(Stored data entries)
==============================
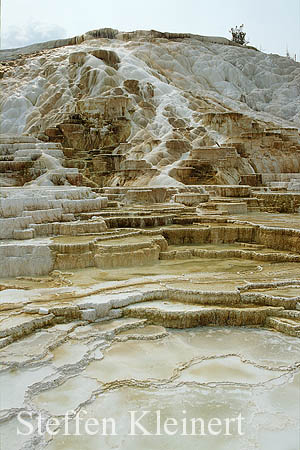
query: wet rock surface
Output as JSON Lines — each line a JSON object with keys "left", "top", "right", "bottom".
{"left": 0, "top": 324, "right": 299, "bottom": 450}
{"left": 0, "top": 28, "right": 300, "bottom": 450}
{"left": 0, "top": 181, "right": 300, "bottom": 449}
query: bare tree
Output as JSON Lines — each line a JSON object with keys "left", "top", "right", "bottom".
{"left": 230, "top": 24, "right": 249, "bottom": 46}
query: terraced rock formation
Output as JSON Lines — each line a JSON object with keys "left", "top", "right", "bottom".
{"left": 0, "top": 29, "right": 300, "bottom": 450}
{"left": 1, "top": 28, "right": 300, "bottom": 188}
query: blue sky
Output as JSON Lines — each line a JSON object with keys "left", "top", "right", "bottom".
{"left": 1, "top": 0, "right": 300, "bottom": 59}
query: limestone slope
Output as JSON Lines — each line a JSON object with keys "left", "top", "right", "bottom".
{"left": 1, "top": 29, "right": 300, "bottom": 186}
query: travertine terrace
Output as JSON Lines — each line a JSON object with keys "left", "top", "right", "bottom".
{"left": 0, "top": 29, "right": 300, "bottom": 449}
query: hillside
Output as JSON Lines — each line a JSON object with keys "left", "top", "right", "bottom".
{"left": 1, "top": 28, "right": 300, "bottom": 187}
{"left": 1, "top": 31, "right": 300, "bottom": 450}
==============================
- [Try it] Your task is to restate word for word the lines from the top of the data to the line containing "query: blue sky", both ends included, with every picture left out.

- [Solution to the problem]
query: wet rock surface
Output as JSON Lines — each line a JSON object with keys "left", "top", "right", "bottom".
{"left": 0, "top": 324, "right": 299, "bottom": 450}
{"left": 0, "top": 28, "right": 300, "bottom": 450}
{"left": 0, "top": 181, "right": 300, "bottom": 449}
query: bare tree
Output as JSON Lines — each line a JSON object with keys "left", "top", "right", "bottom".
{"left": 230, "top": 24, "right": 249, "bottom": 46}
query: terraced rock formation
Output as JSON Lines — each line a JSON object with keys "left", "top", "right", "bottom".
{"left": 0, "top": 29, "right": 300, "bottom": 450}
{"left": 1, "top": 28, "right": 300, "bottom": 188}
query: blue sky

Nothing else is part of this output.